- _WHAT YOU HAVE TO DO_
Copy each line that includes the string "rough" from the material into your answer.

- _DATA PROVIDED_
· · · · ·

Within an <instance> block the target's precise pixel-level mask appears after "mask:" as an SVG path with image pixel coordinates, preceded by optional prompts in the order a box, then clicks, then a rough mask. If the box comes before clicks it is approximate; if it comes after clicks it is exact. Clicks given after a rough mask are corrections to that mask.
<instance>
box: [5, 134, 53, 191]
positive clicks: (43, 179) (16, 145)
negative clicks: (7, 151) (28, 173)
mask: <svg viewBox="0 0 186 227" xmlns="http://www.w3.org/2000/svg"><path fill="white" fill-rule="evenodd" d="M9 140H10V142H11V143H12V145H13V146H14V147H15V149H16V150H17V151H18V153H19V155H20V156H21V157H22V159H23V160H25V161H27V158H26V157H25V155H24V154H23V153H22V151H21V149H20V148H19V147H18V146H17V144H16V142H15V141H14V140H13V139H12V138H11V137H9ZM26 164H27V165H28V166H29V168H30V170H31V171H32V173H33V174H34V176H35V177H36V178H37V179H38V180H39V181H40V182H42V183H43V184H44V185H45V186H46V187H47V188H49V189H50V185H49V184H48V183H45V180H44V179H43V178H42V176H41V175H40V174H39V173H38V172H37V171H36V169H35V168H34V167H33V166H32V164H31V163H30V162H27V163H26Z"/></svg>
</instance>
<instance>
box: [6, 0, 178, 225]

· · · · ·

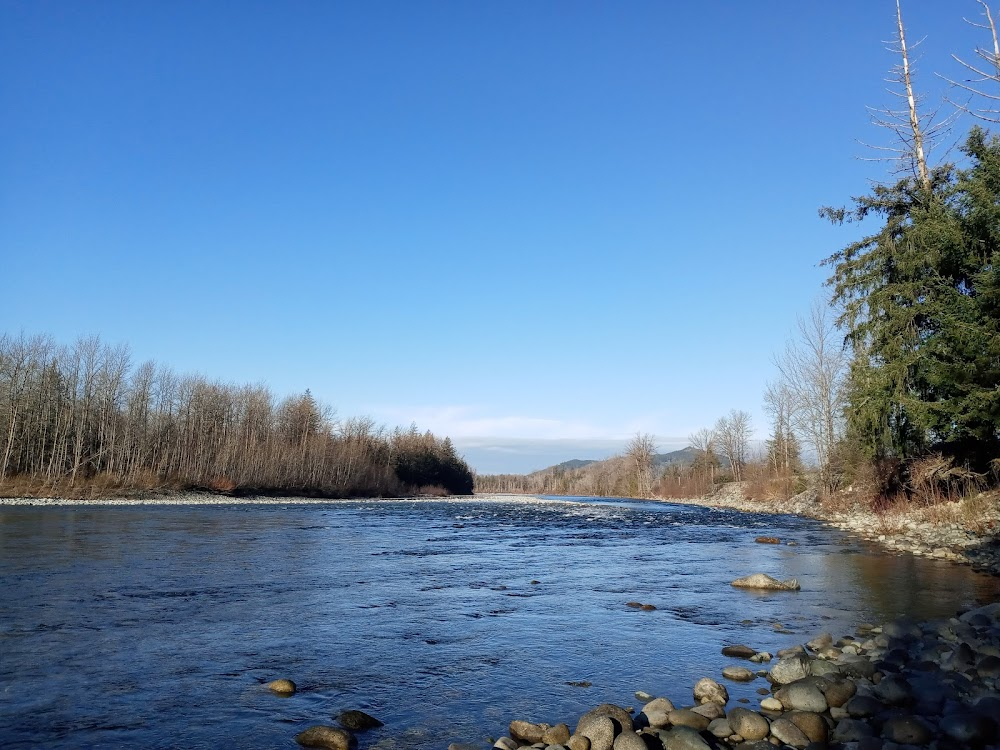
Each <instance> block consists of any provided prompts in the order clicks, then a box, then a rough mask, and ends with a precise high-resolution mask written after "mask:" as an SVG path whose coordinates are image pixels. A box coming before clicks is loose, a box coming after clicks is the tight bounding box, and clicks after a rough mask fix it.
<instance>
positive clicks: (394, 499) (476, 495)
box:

· · · · ·

- _EXPECTED OUTPUT_
Within an <instance> block the target's precise pixel-level mask appears after "mask:" as an SVG path with image pixel coordinates, preceded by optional prompts in the order a box, then clicks, then a rough mask. If the box comes before clicks it is approximate; if it comes after clicks it is exact. Clicks given after a rough mask are corrections to that mask.
Each <instance> block consists of any provided prompts in the order clicks, then a box, then a rough mask, and ends with a precise high-resolution mask written after "mask:" as an SVG path whose coordinates are image pixels. A box coming before clicks is loose, a box coming after clicks is the tight bounding box, and clicks after a rough mask fix it.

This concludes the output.